__TASK BRIEF__: Using the entries below, output exactly the lines from the one containing "Reviewer note: confirm that every instance of the woman's right" through the final line, both included, and no others.

__INFORMATION SUPPLIED__:
<<<<
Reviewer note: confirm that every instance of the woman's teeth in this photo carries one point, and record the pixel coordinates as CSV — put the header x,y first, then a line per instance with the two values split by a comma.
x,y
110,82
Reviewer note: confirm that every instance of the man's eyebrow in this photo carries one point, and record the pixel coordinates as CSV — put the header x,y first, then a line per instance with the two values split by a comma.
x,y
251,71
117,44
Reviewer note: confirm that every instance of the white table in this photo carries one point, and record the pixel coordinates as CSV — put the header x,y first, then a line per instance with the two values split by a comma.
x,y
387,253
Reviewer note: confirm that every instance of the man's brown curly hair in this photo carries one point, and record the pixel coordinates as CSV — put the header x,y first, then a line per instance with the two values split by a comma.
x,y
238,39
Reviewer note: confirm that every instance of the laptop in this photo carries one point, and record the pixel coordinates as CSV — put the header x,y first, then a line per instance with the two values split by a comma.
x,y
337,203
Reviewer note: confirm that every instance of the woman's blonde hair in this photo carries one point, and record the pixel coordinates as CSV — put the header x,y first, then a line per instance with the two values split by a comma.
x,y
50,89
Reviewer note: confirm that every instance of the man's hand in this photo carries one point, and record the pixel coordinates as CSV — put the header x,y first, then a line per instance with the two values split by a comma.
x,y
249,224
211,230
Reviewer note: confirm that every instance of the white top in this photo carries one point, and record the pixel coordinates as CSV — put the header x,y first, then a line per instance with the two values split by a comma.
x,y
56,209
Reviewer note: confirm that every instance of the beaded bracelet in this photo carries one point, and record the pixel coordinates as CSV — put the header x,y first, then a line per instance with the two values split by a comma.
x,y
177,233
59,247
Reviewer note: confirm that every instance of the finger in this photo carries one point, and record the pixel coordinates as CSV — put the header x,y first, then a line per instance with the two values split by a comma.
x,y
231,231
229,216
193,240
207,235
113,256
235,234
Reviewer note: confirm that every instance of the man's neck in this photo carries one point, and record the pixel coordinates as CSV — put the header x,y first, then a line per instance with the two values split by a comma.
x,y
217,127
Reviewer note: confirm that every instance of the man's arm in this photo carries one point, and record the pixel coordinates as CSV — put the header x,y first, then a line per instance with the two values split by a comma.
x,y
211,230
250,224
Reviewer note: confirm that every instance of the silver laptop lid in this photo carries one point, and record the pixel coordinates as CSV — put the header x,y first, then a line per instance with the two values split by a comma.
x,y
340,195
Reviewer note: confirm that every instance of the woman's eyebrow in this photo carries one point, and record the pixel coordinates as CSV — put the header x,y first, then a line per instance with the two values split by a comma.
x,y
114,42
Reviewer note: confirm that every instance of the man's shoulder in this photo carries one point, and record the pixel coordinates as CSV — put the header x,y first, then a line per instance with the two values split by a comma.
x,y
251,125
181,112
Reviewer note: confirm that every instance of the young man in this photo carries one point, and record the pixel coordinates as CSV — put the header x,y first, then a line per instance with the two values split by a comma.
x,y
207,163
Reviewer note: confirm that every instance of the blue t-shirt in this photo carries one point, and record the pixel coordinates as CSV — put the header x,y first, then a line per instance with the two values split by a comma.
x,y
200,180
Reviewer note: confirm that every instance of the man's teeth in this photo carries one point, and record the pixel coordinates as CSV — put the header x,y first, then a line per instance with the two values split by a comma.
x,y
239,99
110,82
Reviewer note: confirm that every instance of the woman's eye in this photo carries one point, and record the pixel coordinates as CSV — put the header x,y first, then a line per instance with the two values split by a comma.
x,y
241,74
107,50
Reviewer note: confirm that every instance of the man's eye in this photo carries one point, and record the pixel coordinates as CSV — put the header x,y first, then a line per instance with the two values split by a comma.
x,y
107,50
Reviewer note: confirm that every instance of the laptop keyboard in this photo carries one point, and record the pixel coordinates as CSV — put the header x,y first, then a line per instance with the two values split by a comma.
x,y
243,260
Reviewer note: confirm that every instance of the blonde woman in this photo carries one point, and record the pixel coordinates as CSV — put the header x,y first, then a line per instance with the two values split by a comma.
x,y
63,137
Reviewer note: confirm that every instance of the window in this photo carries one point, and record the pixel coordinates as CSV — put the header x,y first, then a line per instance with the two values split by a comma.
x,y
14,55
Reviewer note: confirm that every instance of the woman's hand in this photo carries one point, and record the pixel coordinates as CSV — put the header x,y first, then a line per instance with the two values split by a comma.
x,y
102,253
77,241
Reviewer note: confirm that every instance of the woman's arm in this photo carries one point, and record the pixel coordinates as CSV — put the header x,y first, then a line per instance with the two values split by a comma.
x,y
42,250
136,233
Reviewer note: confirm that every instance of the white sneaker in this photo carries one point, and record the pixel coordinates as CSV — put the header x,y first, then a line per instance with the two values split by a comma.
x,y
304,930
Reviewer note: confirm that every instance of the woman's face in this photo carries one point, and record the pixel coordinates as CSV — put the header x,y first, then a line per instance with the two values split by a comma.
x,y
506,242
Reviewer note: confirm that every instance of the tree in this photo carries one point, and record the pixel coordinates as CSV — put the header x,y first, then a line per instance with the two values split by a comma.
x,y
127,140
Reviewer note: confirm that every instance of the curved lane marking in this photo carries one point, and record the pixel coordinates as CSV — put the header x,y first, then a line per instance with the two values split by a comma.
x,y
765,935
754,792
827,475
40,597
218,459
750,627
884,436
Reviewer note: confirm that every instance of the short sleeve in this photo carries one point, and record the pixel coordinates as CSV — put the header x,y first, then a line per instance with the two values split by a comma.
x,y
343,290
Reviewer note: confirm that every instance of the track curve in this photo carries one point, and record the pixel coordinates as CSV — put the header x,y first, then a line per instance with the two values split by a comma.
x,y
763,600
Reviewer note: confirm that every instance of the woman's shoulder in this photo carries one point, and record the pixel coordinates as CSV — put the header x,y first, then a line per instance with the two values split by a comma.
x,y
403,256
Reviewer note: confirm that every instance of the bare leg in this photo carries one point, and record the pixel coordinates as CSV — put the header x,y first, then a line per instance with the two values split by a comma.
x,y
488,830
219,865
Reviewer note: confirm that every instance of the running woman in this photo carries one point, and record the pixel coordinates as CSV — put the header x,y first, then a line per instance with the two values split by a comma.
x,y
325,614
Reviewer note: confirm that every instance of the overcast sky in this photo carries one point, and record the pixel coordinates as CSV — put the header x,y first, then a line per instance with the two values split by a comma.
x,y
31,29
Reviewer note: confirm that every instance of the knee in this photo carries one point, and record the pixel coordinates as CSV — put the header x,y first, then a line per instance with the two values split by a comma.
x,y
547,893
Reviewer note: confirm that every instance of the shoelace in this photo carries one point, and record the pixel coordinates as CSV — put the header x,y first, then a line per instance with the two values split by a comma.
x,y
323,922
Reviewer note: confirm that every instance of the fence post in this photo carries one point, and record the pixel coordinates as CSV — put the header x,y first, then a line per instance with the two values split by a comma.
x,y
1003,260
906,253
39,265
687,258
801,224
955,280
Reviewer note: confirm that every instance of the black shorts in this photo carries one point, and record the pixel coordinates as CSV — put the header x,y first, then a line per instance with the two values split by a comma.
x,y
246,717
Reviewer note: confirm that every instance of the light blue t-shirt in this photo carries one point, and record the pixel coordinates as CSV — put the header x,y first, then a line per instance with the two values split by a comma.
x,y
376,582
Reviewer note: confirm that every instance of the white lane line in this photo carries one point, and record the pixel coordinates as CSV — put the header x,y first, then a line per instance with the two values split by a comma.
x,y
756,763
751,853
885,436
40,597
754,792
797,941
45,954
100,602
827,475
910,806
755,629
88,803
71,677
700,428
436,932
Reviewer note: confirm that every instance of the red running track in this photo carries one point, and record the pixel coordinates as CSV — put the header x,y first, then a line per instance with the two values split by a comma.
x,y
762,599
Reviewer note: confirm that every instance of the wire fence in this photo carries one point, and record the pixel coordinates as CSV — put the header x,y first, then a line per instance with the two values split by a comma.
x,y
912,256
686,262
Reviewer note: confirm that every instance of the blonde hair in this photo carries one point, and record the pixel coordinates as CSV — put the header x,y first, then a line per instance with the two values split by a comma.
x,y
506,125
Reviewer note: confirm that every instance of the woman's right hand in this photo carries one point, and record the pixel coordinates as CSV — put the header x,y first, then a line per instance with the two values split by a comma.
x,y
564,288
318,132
>>>>
__WRITTEN RESPONSE__:
Reviewer note: confirm that every instance of the woman's right hand in this photo carries one point, and record the pixel coordinates as CSV — put the header x,y first, then a line per instance with the two values split by a comma.
x,y
564,288
318,132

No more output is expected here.